Both the line with "[locate] white sticker" and the line with "[locate] black oven" in the records below must appear in the output, along with every line between them, exactly and with nothing added.

Region pointing data:
Segment Open

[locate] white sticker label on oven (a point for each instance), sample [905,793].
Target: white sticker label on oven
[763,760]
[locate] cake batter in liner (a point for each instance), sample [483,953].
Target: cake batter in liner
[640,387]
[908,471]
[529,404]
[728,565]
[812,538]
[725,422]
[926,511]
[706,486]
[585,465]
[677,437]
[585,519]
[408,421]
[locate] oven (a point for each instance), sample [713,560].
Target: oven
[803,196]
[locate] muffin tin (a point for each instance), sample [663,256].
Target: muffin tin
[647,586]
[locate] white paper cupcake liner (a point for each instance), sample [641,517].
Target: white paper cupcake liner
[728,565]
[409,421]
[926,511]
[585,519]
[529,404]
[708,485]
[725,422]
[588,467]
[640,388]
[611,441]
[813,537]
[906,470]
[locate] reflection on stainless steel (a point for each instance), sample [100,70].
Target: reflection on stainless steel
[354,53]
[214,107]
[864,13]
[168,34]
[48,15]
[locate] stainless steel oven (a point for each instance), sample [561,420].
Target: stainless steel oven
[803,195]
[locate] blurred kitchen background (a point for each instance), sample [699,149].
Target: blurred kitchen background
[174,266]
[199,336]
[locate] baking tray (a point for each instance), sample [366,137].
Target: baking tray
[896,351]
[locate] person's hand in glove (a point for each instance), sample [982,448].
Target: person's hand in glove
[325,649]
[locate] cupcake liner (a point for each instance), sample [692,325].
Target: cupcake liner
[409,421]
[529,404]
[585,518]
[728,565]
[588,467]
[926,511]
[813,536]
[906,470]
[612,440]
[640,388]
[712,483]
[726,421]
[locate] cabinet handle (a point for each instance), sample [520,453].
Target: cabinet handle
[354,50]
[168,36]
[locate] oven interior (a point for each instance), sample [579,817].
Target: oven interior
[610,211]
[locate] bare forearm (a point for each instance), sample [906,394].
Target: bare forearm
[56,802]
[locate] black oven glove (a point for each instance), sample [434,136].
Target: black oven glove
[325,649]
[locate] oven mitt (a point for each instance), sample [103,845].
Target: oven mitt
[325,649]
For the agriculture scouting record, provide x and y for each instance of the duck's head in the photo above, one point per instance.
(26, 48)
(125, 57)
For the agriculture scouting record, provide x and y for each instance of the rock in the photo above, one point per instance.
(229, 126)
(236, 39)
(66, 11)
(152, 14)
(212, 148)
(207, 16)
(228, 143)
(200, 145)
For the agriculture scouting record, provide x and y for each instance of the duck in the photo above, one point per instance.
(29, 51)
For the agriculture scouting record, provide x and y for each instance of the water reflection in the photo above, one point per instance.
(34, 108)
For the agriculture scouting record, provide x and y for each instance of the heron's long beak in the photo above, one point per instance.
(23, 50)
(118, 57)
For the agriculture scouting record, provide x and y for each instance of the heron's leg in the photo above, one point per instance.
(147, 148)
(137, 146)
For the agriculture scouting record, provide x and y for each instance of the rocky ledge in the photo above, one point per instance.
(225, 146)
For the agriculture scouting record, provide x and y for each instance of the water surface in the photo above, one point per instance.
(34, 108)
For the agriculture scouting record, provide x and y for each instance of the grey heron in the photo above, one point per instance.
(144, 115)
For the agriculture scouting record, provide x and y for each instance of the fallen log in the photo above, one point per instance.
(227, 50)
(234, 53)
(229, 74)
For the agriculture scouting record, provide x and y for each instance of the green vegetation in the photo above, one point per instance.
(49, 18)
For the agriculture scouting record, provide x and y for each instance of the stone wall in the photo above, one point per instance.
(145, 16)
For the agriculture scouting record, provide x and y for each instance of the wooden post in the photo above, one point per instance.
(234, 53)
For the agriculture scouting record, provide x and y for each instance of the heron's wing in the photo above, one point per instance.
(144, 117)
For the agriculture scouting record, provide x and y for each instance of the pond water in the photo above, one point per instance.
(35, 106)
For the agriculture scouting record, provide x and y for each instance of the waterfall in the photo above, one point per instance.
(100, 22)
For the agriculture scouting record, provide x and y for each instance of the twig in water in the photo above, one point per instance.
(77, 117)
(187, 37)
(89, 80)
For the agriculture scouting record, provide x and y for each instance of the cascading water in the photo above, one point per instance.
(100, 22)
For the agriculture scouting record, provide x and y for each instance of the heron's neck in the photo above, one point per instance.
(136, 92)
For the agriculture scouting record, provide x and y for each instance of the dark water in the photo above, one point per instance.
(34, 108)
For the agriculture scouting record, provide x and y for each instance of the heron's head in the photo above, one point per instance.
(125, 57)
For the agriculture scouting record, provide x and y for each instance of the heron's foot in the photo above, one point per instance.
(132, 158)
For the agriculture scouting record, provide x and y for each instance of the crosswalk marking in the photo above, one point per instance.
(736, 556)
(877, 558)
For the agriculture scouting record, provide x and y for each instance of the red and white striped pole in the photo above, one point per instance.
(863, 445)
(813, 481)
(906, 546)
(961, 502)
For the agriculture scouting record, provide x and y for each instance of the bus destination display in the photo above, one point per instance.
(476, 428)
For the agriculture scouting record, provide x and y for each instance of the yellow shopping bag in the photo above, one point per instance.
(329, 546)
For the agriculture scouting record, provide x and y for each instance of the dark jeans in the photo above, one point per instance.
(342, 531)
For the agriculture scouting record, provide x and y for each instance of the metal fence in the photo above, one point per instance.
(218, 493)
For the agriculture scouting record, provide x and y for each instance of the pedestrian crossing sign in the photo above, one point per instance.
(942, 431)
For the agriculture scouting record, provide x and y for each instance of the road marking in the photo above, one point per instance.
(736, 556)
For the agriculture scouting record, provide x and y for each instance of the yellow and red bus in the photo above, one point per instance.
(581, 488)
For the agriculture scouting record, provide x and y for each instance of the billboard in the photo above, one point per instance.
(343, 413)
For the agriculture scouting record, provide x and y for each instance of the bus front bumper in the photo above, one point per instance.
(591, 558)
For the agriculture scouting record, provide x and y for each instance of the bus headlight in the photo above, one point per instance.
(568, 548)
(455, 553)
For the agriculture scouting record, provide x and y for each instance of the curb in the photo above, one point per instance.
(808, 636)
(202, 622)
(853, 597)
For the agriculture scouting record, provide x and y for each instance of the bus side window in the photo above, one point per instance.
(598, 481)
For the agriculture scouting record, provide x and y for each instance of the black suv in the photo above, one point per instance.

Segment Closed
Segment Open

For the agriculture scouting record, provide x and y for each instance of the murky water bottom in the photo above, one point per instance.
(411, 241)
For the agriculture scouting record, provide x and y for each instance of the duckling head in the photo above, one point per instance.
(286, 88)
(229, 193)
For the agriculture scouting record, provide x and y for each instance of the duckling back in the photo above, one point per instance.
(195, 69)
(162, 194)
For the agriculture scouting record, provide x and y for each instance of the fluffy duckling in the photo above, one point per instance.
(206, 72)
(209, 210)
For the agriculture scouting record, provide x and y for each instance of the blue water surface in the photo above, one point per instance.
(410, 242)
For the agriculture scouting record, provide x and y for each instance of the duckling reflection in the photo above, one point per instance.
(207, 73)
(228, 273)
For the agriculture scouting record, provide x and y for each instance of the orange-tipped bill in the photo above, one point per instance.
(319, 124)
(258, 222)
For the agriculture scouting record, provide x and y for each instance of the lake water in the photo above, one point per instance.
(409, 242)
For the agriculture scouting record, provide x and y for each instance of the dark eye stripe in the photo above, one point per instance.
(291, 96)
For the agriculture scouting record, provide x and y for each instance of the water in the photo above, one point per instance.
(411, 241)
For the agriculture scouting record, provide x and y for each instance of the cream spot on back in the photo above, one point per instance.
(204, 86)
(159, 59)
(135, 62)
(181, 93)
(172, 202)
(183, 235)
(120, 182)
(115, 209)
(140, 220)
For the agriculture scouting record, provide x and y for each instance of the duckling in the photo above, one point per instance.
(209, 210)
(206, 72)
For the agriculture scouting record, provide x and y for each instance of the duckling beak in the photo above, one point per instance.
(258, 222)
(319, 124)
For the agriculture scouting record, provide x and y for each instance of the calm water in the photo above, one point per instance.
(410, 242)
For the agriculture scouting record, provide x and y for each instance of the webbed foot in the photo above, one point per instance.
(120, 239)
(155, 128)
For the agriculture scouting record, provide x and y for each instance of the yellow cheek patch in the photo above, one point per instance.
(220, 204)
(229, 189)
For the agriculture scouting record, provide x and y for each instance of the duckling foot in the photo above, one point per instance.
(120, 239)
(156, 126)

Segment Closed

THE COMPLETED TASK:
[locate] white sticker label on oven (a point for each instance), sample [905,793].
Target: white sticker label on oven
[763,760]
[locate] cake batter in liner (a point for each instance), sample [483,953].
Target: cake batter in liner
[640,387]
[908,471]
[529,404]
[728,565]
[812,538]
[725,422]
[926,511]
[706,486]
[585,465]
[677,437]
[585,519]
[408,421]
[locate] oven (a point for each instance), sample [713,560].
Target: oven
[803,196]
[locate] muffin tin (a point for each instance), sample [663,256].
Target: muffin tin
[647,586]
[locate] white paper cupcake liner (a point for each instance), sample [641,517].
Target: white paper cupcake liner
[728,565]
[409,421]
[926,511]
[585,519]
[529,404]
[708,485]
[725,422]
[588,467]
[640,388]
[611,441]
[813,537]
[906,470]
[locate] reflection on stainless steel (a point for each instance), sample [100,70].
Target: reflection on stainless steel
[354,53]
[214,107]
[864,13]
[168,34]
[48,15]
[locate] stainless steel oven (a point for each instance), sample [561,420].
Target: stainless steel oven
[803,195]
[locate] blurred kitchen background (a point for each instance), sample [699,149].
Target: blurred kitchen background
[174,266]
[199,336]
[locate] baking tray (a point for each instance), sample [366,137].
Target: baking tray
[896,351]
[locate] person's hand in glove (a point for each instance), sample [982,448].
Target: person's hand in glove
[325,649]
[locate] cupcake liner (a point for each instance), sample [692,325].
Target: cupcake liner
[409,421]
[529,404]
[585,518]
[728,565]
[588,467]
[926,511]
[813,536]
[906,470]
[612,440]
[640,388]
[712,483]
[726,421]
[locate] cabinet handle (a point for each instance), sample [520,453].
Target: cabinet handle
[354,50]
[168,36]
[locate] oven interior (a point for each instance), sample [579,817].
Target: oven interior
[610,211]
[locate] bare forearm (a point for each instance), sample [906,394].
Target: bare forearm
[56,802]
[locate] black oven glove (a point for each instance), sample [434,136].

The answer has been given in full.